**Task**
Return every line of the data exactly as it appears.

**Recorded information**
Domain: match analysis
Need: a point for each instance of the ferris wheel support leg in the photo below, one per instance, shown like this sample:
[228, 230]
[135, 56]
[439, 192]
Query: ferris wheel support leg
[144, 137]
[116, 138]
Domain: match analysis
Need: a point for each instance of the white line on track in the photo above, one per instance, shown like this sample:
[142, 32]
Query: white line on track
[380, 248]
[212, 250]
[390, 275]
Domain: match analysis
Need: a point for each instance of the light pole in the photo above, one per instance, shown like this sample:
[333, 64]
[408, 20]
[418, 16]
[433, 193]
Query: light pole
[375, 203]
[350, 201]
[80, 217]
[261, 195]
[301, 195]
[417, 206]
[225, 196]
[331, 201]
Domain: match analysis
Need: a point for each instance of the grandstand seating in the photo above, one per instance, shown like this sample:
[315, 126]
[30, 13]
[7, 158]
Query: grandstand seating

**Finished exercise**
Domain: match analysis
Need: a point for each instance of the ferris wheel support leg in the photo below, one per instance, shown like this sample:
[228, 230]
[135, 56]
[439, 192]
Query: ferris wheel support leg
[144, 137]
[116, 138]
Domain: match analysis
Need: a point for each instance of the white line on track in the photo above, one per instance, shown like this sample:
[142, 32]
Query: white line on track
[380, 248]
[212, 250]
[390, 275]
Domain: match analysis
Need: a point for each instance of the light pole in the photo above, one per instance, shown like this sample:
[333, 64]
[408, 20]
[418, 16]
[433, 193]
Query: light pole
[375, 203]
[350, 201]
[80, 217]
[261, 195]
[301, 195]
[417, 206]
[225, 196]
[331, 201]
Domain: match analysis
Need: a point for each instance of the grandstand seating in the photo above, one per instance, shown like this sample:
[315, 126]
[30, 13]
[7, 158]
Query: grandstand seating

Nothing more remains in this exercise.